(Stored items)
========

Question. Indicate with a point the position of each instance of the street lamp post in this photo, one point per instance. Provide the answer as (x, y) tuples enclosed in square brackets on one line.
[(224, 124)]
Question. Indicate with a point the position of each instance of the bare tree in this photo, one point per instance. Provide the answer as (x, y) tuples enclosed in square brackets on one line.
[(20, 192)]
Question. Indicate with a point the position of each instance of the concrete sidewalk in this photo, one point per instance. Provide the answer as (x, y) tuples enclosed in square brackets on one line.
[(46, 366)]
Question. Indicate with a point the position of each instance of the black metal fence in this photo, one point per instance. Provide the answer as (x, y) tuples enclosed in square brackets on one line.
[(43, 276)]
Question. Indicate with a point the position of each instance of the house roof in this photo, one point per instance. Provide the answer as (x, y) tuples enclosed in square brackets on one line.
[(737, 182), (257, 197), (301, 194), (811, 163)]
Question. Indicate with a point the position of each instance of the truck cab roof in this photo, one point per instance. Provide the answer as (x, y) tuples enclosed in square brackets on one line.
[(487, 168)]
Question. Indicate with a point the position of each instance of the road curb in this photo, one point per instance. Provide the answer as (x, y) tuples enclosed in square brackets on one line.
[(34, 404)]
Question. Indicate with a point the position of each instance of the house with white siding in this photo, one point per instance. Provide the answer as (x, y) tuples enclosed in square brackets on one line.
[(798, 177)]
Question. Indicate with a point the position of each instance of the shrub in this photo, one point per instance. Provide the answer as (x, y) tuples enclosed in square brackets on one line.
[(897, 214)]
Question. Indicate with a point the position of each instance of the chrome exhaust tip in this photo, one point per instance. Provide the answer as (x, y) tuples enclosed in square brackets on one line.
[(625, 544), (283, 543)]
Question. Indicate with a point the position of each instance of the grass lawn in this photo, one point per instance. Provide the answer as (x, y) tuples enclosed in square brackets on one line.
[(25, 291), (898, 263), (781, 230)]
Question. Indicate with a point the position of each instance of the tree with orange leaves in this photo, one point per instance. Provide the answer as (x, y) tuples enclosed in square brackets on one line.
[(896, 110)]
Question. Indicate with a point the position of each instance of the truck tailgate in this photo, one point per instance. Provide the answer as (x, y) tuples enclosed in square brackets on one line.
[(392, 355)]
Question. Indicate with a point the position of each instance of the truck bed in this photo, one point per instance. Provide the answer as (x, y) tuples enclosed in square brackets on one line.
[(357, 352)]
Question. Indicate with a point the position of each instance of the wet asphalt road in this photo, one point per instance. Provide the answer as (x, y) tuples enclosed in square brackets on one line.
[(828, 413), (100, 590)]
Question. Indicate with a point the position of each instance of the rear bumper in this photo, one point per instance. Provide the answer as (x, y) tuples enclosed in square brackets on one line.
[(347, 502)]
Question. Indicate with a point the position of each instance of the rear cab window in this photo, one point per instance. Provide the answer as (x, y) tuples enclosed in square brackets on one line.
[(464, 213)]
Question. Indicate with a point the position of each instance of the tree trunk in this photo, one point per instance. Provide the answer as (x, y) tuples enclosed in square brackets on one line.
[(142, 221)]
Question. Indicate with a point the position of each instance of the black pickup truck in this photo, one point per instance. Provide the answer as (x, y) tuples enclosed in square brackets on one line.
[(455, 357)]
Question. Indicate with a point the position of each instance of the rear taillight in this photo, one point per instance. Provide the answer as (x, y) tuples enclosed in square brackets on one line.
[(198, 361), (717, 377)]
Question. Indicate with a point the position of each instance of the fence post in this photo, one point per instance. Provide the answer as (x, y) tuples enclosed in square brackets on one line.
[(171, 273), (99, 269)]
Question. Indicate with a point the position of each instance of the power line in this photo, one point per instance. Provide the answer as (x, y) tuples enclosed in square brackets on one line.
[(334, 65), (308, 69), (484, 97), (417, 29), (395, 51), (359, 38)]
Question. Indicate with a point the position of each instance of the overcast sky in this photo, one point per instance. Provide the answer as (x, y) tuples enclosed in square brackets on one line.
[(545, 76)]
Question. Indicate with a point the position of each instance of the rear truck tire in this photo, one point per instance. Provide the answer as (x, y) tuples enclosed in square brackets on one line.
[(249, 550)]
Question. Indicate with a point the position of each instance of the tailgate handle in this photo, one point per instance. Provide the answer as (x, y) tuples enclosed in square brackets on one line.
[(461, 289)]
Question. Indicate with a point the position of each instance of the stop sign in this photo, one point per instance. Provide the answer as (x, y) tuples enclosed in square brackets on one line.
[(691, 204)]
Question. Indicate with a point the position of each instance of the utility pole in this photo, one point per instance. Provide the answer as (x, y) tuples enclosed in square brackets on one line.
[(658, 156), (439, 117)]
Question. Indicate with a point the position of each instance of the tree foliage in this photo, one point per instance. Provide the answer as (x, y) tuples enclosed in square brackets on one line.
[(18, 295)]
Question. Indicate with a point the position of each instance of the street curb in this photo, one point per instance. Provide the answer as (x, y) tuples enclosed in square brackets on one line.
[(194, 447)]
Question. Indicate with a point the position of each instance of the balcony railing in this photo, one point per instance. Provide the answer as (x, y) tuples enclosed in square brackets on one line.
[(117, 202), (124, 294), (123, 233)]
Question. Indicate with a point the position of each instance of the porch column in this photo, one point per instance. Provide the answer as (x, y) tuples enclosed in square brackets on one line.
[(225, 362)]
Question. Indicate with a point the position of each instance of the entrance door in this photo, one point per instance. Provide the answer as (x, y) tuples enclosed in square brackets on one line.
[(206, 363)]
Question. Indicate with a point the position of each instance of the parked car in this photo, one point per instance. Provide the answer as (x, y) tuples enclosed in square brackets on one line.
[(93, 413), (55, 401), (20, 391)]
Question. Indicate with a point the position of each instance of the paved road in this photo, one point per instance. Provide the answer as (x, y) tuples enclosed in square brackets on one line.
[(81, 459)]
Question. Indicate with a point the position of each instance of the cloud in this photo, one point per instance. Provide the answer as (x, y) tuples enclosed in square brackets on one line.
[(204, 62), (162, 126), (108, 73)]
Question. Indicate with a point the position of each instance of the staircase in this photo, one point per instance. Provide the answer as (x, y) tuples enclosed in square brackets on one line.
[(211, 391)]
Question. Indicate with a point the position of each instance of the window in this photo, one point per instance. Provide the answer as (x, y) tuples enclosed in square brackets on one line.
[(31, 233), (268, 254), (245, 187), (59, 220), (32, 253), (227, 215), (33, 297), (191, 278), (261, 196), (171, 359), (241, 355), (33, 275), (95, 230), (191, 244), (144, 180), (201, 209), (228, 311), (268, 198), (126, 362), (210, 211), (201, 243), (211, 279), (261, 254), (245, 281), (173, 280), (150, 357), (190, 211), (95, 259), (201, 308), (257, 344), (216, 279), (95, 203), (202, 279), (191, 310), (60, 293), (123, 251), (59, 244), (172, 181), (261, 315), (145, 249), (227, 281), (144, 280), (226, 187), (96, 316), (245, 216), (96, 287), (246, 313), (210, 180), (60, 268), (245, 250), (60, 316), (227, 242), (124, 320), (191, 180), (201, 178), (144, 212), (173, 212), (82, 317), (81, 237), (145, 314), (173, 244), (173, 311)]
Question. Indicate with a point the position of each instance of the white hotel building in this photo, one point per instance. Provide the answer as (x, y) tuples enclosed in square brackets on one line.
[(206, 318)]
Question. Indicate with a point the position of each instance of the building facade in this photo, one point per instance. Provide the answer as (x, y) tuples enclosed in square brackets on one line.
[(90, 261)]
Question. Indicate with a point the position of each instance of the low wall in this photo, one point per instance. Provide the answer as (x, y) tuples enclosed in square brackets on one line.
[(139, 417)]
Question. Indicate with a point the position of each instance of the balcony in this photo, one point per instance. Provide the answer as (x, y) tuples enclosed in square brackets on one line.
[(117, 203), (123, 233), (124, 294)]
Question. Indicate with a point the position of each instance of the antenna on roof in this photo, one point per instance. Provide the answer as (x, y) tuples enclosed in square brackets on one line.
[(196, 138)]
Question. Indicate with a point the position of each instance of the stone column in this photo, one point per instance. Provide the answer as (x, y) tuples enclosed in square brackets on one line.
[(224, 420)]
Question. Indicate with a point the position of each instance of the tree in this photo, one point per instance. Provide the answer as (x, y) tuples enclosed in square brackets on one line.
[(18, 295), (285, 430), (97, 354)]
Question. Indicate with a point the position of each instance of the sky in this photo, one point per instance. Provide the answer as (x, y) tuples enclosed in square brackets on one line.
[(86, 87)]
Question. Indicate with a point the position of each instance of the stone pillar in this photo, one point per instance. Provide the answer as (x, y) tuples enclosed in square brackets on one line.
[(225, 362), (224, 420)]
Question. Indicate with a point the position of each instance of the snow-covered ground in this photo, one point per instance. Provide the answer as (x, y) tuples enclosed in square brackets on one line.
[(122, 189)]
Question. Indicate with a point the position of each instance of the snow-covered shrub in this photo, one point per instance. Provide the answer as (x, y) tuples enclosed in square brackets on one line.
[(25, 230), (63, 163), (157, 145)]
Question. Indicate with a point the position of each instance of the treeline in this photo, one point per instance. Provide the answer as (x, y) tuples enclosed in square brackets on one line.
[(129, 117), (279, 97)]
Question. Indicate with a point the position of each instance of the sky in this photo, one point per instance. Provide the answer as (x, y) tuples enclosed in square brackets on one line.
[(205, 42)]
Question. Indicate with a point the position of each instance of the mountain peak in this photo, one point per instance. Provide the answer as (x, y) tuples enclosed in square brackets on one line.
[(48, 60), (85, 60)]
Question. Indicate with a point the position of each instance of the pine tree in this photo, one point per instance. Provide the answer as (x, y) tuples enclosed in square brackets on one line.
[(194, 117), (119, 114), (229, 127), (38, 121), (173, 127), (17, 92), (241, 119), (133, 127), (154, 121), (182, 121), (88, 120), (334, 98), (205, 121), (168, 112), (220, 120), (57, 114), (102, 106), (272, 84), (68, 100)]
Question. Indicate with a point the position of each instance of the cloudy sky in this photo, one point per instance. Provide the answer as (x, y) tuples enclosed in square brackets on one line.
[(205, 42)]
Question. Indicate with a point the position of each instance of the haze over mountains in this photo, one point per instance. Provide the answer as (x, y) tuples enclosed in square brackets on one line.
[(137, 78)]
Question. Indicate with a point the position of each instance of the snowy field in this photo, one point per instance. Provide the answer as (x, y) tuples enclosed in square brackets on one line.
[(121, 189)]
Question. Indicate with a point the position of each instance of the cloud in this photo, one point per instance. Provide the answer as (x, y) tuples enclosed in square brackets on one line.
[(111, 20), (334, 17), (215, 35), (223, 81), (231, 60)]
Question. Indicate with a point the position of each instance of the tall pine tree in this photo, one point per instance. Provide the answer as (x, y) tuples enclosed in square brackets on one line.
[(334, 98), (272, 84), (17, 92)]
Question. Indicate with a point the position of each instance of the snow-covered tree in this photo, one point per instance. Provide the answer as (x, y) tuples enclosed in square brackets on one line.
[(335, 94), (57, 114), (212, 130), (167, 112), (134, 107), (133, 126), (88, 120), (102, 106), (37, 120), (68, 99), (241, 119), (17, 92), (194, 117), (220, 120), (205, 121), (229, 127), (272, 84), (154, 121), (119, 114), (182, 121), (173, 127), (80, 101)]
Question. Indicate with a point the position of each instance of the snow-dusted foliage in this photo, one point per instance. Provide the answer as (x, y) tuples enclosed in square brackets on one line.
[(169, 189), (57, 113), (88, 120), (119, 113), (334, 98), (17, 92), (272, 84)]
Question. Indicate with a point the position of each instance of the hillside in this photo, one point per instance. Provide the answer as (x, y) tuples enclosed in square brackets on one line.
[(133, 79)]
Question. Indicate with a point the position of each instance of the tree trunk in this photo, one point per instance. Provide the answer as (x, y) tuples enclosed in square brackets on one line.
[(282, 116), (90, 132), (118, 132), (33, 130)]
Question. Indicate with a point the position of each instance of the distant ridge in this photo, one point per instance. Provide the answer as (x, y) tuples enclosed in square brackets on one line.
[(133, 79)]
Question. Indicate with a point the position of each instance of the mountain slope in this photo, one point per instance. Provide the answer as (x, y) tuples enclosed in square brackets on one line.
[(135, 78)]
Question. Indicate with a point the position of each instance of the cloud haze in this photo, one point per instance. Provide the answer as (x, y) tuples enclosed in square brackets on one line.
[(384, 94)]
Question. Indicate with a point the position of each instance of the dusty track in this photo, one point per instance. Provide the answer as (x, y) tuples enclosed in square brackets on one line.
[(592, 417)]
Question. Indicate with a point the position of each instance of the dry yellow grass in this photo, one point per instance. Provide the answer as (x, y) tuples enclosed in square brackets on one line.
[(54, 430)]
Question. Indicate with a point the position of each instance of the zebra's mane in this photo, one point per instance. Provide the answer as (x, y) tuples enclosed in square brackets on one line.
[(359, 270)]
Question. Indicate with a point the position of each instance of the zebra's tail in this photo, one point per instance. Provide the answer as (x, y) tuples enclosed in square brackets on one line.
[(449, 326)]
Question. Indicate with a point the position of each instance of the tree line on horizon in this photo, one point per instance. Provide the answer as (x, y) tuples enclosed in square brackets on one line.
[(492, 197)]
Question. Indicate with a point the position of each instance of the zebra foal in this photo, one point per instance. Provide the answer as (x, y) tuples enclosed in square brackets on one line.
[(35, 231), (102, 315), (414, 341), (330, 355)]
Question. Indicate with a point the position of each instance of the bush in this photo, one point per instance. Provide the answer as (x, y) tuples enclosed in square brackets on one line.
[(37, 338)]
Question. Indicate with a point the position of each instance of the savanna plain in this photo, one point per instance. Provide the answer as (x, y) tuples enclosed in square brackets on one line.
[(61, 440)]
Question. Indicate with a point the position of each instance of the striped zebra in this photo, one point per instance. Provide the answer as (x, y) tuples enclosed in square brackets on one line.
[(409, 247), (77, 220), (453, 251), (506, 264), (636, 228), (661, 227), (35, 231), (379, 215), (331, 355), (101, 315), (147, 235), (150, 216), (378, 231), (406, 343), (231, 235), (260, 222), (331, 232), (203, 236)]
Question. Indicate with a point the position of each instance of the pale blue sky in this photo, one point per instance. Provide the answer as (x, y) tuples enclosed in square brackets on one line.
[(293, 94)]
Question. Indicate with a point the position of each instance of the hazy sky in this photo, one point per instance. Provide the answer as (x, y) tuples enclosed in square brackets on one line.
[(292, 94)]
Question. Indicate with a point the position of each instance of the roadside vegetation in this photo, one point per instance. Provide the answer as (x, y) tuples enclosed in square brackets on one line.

========

■ HOW TO COMPLETE THIS TASK ■
Only the lines from the one containing "of the pale" through the end of the data above are wanted, both ends included; restate them word for word.

■ WRITTEN ANSWER ■
Question. Indicate with a point the position of each instance of the pale blue sky in this photo, one point per instance. Provide the answer as (x, y) tuples enclosed in square brackets on one line.
[(293, 94)]
Question. Indicate with a point the position of each instance of the hazy sky in this photo, one point per instance. Provide the answer as (x, y) tuples enclosed in square brackets on one line.
[(292, 94)]
Question. Indicate with a point the position of each instance of the roadside vegetation in this photo, one point per instance. Provide the answer as (x, y) tuples enclosed in square brackets on one line.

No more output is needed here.